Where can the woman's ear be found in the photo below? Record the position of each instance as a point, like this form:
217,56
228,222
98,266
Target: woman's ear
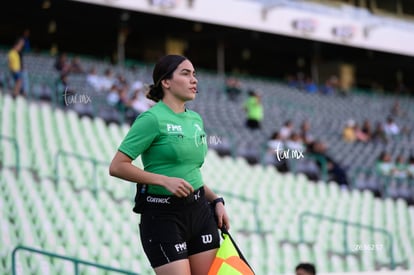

Task item:
Reproduce each line of the records exactly, and omit every picture.

Response to the task:
Where can the woman's ear be found in the photo below? Record the position of each instance as a point, like this form:
217,56
228,222
98,266
Target: woman's ear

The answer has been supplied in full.